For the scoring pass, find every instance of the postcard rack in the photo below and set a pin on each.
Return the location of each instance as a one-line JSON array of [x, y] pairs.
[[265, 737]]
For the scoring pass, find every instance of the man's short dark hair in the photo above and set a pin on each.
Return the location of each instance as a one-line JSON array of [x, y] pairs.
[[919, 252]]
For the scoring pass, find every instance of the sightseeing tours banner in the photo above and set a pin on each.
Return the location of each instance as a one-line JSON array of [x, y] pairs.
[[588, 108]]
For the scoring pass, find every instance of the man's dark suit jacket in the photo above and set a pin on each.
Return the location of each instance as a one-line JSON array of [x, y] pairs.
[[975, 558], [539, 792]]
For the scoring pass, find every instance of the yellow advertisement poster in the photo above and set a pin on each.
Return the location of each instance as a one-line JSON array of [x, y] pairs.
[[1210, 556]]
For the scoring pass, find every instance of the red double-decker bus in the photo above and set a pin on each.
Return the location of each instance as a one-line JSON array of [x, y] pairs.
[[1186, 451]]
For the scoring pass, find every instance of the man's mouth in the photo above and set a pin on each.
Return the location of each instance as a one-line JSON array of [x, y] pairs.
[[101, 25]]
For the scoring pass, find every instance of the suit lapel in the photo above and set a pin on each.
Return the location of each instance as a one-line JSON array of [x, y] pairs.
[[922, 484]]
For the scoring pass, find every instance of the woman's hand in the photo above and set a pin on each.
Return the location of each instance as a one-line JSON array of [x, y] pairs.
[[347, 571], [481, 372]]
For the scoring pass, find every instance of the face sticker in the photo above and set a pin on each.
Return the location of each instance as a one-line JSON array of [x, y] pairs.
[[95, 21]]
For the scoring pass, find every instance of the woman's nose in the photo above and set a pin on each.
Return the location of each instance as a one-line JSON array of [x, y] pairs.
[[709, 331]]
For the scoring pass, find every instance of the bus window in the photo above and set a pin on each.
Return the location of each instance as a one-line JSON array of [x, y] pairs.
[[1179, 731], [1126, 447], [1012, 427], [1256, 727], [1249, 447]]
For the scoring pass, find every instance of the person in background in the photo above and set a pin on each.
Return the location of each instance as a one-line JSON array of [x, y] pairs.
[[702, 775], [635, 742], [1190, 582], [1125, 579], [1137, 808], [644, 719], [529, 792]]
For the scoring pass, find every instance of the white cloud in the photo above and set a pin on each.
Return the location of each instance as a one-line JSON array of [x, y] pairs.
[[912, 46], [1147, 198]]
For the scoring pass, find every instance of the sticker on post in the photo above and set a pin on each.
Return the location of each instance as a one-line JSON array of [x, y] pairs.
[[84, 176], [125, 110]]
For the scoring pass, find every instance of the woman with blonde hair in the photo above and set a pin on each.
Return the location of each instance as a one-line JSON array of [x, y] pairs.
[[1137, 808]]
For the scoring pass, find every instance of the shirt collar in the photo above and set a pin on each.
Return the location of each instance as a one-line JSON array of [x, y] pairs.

--

*EXERCISE AIM*.
Arrange every line of the data above as a numbered list, omitting any blank lines.

*ANSWER TO THIS PROBLEM*.
1. For the scoring pass, find every instance of the postcard rack in the photo below and set a pin on each.
2. Return the location of each instance as a one-line JSON array of [x, y] pairs.
3. [[265, 737]]
4. For the scoring pass, find every instance of the man's short dark hair in the photo above and set a pin on each.
5. Return the location of each instance as a one-line JSON array of [x, y] pairs.
6. [[919, 252]]
7. For the scoring pass, find every instance of the sightseeing tours banner in the photo above and set a pin on each.
8. Return the location of each instance as a one-line JSON array of [x, y] pairs.
9. [[588, 108]]
10. For the scoring pass, find every instance of the man's dark suit jacket in the photo above and set a pin on each.
11. Return the location of each instance as a one-line JSON array of [x, y] pairs.
12. [[975, 558], [539, 792]]
13. For the scoring pass, find every instance of the yellow advertisement poster in the photo above and set a pin on each.
14. Return the location of each instance as a one-line JSON array of [x, y] pairs.
15. [[1210, 556]]
16. For the scoring pass, find every instance of the red double-decker bus in the photo above and set a pin on each.
17. Return the location of each instance as a one-line JSON array of [x, y] pairs.
18. [[1186, 451]]
19. For the scoring pass, find every instance of the man's mouth in the photo above and set a pin on each.
20. Return the location of each instance as a one-line JSON array of [x, y] pairs.
21. [[101, 25]]
22. For the scoring pass, find every instance of the suit lapel in the photo above and set a pin on each.
23. Return the location of each instance as a one-line JSON array of [x, y] pairs.
24. [[922, 484]]
25. For the scoring pass, find every instance of the woman's hand in the photo above and set a pin on each.
26. Return the location of each instance as a one-line JSON array of [x, y] pairs.
27. [[347, 571], [481, 372]]
28. For the scoring pass, find every instance of the face sticker in the photo above and set a pin on each.
29. Return the location of each instance as a one-line JSON array of [x, y] pairs.
30. [[95, 21]]
31. For the scoring pass, find every instance of the woman's nose in the photo above and set a pin on each.
32. Return the location of each instance as a one-line JSON array of [x, y] pairs.
33. [[709, 331]]
34. For the scoring pass, find every instance of the bus window in the photo above and set a pin on each.
35. Return the location of each instance as a one-line JSON array of [x, y] pairs.
36. [[1179, 731], [1126, 447], [1012, 427], [1256, 727], [1249, 447]]
37. For the scoring pass, find every instance of the person in background in the photo above and set a pin on each.
38. Return the location of each instance as a one-line JSON array of [x, y] pairs.
39. [[702, 775], [635, 742], [1190, 582], [1125, 579], [1137, 808], [644, 719], [529, 792]]
40. For the scoring pass, find every instance of the white cloud in the photo above and set a pin on each.
41. Return the location of each instance as a one-line JSON array of [x, y] pairs.
42. [[912, 46], [1147, 198]]
43. For the scoring pass, find every instance of the sticker on post in the photo above and set a pin on each.
44. Return the location of each instance as a one-line JSON array of [x, y] pairs.
45. [[84, 176], [125, 110]]
46. For the scoring pass, find every instance of the woman with blonde hair in the photo above and set a pin on each.
47. Return the location of each instance as a one-line JSON array of [x, y] pairs.
48. [[1137, 808]]
49. For the scoring pass, find every instance of the shirt collar in the photo above and set a pin on each.
50. Return the location of each instance as a one-line JSON array of [x, y] pairs.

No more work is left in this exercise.